++++ Given records ++++

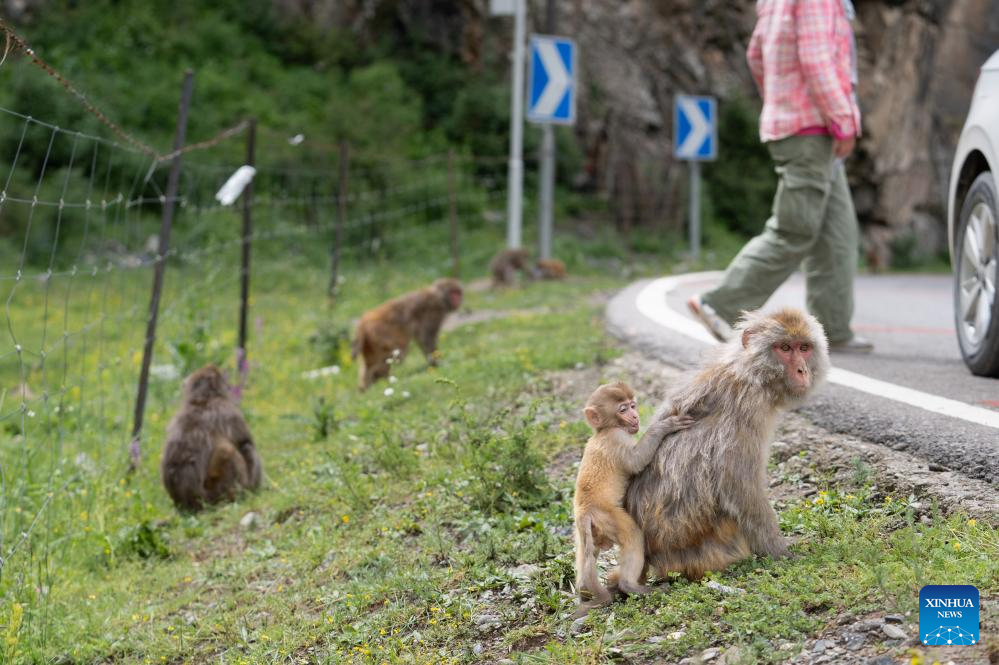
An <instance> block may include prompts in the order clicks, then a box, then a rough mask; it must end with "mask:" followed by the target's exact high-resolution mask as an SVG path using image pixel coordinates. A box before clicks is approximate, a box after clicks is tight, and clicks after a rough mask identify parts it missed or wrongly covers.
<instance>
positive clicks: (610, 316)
mask: <svg viewBox="0 0 999 665" xmlns="http://www.w3.org/2000/svg"><path fill="white" fill-rule="evenodd" d="M719 277H720V273H700V274H697V275H688V276H680V277H673V278H666V279H661V280H646V281H643V282H638V283H636V284H633V285H631V286H630V287H628V288H627V289H625V290H624V291H622V292H621V293H619V294H618V295H617V296H615V298H614V299H613V300H612V301H611V302H610V304H609V305H608V309H607V314H608V322H609V325H610V327H611V330H612V331H613V332H615V333H616V334H618V335H619V336H621V337H622V338H625V339H626V340H628V341H629V342H630V343H632V344H634V345H637V346H639V347H641V348H643V349H645V350H647V351H648V352H650V353H655V354H657V355H659V356H661V357H663V358H665V359H666V360H669V361H671V362H674V363H677V364H679V365H681V366H692V365H693V364H695V363H696V362H697V361H698V359H699V358H700V356H701V354H702V353H703V351H704V350H705V349H707V348H708V347H709V342H708V341H707V334H706V333H705V332H704V331H703V329H702V328H701V327H700V325H699V324H698V323H697V322H695V321H694V320H693V319H692V318H691V317H690V315H689V314H688V313H687V311H686V307H685V304H684V303H685V302H686V299H687V297H689V296H690V295H691V294H692V293H695V292H698V291H702V290H704V289H706V288H709V287H710V286H711V285H713V284H714V283H716V282H717V280H718V278H719ZM951 288H952V282H951V279H950V277H949V276H947V275H885V276H880V275H879V276H861V277H859V278H858V280H857V283H856V298H857V302H856V313H855V315H854V327H855V329H856V331H857V332H858V334H861V335H863V336H865V337H868V338H870V339H871V340H872V341H873V342H874V344H875V351H874V353H873V354H870V355H867V356H849V355H835V356H834V357H833V365H834V367H835V368H836V373H835V374H834V376H833V377H831V380H830V383H829V384H828V385H827V386H825V387H823V388H822V389H821V390H820V391H819V393H818V394H817V395H816V396H815V398H813V399H812V400H811V401H810V403H809V404H808V405H806V406H805V407H804V408H803V411H804V412H805V413H806V414H807V415H809V416H810V417H811V418H812V419H813V420H815V422H817V423H818V424H820V425H822V426H823V427H826V428H827V429H830V430H833V431H836V432H843V433H848V434H853V435H856V436H860V437H862V438H864V439H866V440H868V441H874V442H876V443H881V444H884V445H887V446H890V447H892V448H894V449H896V450H906V451H908V452H911V453H913V454H916V455H918V456H919V457H921V458H923V459H926V460H927V461H928V462H935V463H937V464H941V465H944V466H946V467H949V468H952V469H955V470H959V471H962V472H963V473H965V474H967V475H969V476H971V477H974V478H979V479H982V480H986V481H988V482H991V483H993V484H995V485H999V380H996V379H983V378H980V377H975V376H972V375H971V374H970V373H969V372H968V371H967V369H966V368H965V366H964V363H963V362H962V361H961V356H960V352H959V351H958V348H957V340H956V337H955V335H956V333H955V331H954V324H953V308H952V305H951ZM804 300H805V297H804V281H803V280H802V278H801V277H800V275H795V276H794V277H792V278H791V279H790V280H789V281H788V282H787V283H786V284H785V285H784V286H782V287H781V288H780V289H779V290H778V291H777V293H775V294H774V295H773V297H772V298H771V299H770V301H769V302H768V303H767V307H771V306H775V305H783V304H791V305H798V306H804Z"/></svg>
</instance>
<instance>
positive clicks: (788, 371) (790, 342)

++++

How to complete this task:
Among the lines above, find those containing the word "instance" and copy each.

Result for this task:
An <instance> block may include prompts in the order clicks, then a box, then a rough mask; it must end with "mask:" followed by the target's exact high-resolution mask as an SVG path using image pixel coordinates. A box before clicks is approximate, a box after clicks is tight, and clicks after a rough mask identify parts it missed or wrongly covers.
<instance>
</instance>
<instance>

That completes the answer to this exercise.